• INSTRUCTIONS FOR THE TASK: What number of lines in the entries hold the string "outlines"? Answer with it alone.

(Collected data)
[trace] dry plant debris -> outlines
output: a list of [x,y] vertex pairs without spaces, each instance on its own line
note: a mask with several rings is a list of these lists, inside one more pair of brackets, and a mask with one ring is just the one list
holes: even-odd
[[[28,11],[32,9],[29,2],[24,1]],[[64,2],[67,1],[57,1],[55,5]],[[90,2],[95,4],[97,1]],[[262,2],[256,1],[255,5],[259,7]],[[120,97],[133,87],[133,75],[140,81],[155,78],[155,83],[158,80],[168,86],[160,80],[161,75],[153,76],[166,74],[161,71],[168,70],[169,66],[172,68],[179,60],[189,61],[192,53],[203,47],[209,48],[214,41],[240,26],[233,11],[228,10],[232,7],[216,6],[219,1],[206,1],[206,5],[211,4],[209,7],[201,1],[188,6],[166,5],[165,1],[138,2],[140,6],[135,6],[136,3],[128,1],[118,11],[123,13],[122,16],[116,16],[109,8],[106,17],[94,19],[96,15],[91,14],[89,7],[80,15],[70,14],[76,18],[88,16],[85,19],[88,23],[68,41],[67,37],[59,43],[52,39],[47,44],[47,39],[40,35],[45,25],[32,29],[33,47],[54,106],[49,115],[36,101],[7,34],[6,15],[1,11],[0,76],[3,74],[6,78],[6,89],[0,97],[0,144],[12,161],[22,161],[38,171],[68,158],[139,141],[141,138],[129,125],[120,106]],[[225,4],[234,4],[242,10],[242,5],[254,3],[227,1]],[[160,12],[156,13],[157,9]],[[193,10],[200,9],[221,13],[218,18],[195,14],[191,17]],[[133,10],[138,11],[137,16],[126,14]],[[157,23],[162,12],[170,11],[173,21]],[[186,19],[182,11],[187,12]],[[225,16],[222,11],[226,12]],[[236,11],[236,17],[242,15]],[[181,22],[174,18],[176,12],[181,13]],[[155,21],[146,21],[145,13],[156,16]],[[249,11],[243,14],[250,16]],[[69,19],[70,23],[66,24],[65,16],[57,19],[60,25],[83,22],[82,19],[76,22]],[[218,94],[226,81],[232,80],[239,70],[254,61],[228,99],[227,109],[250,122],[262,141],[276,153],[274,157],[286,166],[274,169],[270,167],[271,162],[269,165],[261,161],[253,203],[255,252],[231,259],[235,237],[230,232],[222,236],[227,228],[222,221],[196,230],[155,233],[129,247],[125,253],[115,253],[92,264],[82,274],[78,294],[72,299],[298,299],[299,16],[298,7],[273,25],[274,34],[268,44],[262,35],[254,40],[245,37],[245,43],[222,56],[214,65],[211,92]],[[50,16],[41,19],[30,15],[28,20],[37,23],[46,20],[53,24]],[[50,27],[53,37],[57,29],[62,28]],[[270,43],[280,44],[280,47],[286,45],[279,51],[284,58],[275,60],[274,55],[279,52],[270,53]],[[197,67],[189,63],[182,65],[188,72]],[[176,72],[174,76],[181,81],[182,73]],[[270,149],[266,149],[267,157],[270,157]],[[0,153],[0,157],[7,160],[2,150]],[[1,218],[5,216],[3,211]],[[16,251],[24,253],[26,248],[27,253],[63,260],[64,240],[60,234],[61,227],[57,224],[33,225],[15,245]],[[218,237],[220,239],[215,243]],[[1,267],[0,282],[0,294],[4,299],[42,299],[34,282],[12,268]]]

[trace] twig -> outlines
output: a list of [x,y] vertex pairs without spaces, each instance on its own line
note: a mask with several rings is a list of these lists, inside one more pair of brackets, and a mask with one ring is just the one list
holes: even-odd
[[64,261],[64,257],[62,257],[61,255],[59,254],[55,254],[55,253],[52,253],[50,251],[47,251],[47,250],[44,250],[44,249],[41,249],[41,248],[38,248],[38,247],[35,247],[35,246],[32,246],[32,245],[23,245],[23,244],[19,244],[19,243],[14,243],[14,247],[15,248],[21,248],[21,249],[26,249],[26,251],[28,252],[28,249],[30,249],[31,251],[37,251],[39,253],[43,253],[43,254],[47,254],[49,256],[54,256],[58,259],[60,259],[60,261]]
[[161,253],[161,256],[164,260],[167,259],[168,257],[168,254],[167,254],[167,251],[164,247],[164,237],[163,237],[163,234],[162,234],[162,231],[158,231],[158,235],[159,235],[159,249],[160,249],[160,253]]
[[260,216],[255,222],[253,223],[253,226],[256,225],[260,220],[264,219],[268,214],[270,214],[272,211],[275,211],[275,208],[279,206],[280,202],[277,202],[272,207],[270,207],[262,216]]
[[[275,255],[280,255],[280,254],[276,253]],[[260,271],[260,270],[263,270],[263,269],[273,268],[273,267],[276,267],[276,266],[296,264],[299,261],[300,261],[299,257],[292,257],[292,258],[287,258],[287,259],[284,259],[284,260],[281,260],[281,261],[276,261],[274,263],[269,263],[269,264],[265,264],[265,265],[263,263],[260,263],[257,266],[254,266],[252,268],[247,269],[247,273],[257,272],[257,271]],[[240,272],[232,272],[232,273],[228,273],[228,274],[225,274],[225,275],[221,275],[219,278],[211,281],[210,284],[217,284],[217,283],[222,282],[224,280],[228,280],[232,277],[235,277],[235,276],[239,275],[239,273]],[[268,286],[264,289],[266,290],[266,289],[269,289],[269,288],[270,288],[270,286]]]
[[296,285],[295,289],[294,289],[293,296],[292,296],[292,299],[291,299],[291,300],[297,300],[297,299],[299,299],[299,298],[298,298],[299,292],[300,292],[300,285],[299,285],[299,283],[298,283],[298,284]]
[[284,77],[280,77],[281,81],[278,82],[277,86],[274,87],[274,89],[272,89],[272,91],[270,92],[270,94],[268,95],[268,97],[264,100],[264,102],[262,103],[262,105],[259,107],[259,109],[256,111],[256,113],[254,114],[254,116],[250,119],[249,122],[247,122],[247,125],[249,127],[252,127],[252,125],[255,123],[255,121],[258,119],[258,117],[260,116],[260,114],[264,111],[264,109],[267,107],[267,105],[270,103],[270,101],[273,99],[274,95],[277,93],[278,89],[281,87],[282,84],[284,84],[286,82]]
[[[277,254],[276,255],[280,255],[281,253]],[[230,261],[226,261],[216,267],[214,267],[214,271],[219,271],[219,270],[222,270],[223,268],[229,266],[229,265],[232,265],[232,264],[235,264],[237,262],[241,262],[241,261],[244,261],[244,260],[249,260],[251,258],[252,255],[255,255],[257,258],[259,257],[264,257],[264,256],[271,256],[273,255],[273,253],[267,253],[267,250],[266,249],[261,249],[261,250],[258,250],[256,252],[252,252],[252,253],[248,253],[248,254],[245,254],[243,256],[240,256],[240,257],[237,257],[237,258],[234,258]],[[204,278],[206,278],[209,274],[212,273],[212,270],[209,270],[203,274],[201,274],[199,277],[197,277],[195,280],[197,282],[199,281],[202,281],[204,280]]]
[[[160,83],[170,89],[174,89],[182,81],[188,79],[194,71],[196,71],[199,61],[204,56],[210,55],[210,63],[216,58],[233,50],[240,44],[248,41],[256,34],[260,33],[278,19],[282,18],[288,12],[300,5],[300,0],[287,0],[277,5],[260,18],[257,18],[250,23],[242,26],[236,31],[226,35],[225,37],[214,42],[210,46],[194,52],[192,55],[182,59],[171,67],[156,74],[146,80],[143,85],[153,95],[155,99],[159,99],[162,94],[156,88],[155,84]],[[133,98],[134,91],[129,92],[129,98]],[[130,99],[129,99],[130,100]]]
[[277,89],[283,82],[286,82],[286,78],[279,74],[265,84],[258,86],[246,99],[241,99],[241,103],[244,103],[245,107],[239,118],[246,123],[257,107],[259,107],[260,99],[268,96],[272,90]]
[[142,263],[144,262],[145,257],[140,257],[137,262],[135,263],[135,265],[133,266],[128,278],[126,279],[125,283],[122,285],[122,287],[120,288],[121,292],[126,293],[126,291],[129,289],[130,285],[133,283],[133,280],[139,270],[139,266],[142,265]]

• RESULT FOR THIS TASK: 2